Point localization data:
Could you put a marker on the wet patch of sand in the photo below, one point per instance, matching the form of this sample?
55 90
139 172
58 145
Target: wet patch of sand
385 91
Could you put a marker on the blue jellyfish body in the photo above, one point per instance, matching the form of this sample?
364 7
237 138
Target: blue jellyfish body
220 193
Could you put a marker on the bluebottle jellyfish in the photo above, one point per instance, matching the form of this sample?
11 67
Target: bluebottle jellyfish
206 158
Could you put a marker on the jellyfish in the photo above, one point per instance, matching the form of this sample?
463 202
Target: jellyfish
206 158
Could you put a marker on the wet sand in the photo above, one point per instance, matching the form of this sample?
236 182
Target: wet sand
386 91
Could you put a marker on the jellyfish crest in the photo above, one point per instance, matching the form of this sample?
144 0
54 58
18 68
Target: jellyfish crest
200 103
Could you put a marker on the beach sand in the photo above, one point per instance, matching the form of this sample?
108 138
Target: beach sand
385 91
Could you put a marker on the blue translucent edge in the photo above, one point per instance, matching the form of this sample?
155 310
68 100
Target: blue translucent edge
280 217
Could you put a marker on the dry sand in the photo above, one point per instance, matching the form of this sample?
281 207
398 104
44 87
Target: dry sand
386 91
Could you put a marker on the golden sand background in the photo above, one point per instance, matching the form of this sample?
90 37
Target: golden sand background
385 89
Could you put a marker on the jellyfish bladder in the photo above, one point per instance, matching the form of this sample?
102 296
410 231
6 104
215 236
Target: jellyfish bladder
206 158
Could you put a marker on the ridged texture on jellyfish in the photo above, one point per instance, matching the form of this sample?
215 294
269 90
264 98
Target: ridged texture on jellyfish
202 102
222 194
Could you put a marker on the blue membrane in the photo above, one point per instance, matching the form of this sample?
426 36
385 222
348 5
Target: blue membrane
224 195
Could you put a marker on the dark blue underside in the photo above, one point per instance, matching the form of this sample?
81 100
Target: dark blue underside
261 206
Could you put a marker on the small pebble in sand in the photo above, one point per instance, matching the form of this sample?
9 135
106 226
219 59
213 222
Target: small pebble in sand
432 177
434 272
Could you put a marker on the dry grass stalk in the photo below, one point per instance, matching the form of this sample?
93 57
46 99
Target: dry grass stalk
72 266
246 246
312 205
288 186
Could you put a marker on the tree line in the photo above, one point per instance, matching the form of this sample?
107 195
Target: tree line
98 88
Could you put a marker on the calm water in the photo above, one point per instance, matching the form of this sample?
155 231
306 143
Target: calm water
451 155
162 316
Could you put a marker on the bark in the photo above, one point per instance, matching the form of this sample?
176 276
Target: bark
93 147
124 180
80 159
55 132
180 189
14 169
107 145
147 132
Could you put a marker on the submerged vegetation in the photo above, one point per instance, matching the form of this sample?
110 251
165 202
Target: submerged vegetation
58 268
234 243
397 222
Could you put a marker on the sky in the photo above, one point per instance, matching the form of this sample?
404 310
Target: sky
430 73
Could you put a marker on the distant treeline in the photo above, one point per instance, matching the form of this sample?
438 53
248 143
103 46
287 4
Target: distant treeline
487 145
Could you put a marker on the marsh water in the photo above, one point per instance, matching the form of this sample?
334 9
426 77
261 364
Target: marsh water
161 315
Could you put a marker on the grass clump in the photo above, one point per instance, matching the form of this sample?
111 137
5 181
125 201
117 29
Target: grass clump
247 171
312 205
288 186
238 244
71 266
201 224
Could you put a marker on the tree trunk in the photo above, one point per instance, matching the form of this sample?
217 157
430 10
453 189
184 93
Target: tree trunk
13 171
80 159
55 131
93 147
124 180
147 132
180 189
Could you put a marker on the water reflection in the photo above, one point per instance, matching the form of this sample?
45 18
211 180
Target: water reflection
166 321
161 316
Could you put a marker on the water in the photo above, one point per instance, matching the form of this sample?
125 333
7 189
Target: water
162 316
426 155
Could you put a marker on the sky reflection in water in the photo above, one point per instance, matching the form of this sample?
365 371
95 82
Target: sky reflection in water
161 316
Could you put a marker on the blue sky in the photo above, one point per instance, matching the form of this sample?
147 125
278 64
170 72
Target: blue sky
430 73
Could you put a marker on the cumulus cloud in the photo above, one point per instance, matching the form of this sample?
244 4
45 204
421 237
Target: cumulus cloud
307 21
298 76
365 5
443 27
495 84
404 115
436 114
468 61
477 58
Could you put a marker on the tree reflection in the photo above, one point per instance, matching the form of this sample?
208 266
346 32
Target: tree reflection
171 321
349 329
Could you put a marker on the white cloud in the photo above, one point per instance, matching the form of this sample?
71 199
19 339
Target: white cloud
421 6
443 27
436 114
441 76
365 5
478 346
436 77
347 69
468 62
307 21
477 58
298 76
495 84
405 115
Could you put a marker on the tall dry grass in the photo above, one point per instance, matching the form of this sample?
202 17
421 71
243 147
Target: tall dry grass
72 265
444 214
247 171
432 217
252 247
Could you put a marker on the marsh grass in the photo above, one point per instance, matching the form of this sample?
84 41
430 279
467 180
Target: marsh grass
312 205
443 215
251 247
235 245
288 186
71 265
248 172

PROBLEM DESCRIPTION: All lines of the records containing "below" should be shown.

RESULT FOR THIS EXERCISE:
Could you put a marker on the wet patch of sand in the photo below, one point per instance, matching the form of this sample?
Could you put a marker on the dry grass stalk in the photo below, one point per instance, matching the form of this sample?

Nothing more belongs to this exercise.